***** Task inputs
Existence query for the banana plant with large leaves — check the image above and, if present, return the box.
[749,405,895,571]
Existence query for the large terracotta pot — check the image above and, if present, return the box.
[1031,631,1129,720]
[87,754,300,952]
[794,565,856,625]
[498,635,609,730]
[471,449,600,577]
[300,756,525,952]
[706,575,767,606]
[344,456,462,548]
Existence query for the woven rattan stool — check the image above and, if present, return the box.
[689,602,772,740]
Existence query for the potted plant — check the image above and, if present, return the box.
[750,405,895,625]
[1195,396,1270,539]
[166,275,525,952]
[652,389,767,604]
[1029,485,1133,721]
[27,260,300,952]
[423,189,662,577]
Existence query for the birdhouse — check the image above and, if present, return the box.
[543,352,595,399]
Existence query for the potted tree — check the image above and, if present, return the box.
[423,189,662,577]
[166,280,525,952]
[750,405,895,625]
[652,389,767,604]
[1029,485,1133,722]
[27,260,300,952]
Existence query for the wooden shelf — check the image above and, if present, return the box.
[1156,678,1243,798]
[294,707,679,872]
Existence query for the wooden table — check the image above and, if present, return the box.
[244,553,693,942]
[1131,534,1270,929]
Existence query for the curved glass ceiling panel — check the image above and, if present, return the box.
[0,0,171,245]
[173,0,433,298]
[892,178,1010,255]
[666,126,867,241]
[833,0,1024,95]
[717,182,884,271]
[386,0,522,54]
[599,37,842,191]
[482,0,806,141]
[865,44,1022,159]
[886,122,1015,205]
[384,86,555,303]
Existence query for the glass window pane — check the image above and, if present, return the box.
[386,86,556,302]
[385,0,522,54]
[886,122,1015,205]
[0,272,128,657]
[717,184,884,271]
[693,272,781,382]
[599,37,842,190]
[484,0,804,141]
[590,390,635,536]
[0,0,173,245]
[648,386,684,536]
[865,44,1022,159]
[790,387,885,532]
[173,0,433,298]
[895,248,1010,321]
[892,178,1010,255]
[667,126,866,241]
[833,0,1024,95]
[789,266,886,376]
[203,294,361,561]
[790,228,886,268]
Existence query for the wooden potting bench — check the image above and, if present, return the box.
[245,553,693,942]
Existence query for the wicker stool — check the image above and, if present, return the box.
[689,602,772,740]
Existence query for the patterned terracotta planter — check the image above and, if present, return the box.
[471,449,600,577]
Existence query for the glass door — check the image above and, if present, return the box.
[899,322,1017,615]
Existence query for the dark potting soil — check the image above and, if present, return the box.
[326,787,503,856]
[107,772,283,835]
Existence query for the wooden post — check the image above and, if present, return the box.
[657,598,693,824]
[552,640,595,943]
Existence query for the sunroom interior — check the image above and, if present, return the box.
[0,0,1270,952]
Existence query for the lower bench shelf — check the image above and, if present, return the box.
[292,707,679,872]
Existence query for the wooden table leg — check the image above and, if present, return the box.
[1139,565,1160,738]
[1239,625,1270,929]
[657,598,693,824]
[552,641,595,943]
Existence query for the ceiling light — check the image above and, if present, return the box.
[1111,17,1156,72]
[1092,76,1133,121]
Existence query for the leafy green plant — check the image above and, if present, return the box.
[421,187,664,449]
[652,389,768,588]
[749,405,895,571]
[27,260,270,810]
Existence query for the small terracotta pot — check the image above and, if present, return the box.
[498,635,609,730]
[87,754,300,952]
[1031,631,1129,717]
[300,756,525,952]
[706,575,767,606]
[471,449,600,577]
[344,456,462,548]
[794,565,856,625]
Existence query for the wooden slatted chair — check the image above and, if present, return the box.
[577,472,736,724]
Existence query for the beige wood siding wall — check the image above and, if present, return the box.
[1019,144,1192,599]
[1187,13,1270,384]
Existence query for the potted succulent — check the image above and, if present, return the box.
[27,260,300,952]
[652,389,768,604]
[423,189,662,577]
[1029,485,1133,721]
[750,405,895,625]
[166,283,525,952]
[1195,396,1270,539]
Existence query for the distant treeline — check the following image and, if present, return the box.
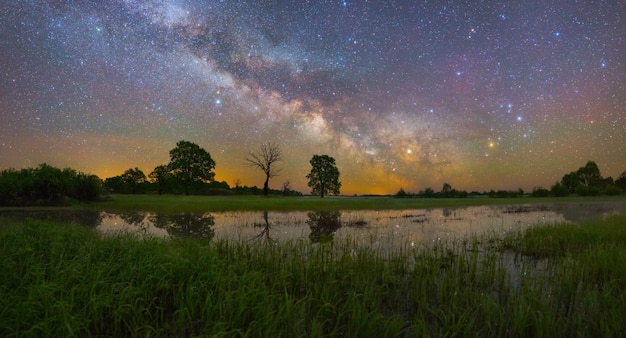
**********
◆ **To do**
Render the records as a numbered list, leaving out blank lines, from the line with "Existence query for the leafy" up to and including the line with "[27,260,270,810]".

◆ **Finished answer**
1. Existence query for the leafy green plant — check the image above and, if present, return the box.
2. [421,187,664,449]
3. [652,389,768,588]
4. [749,405,895,571]
5. [27,260,270,810]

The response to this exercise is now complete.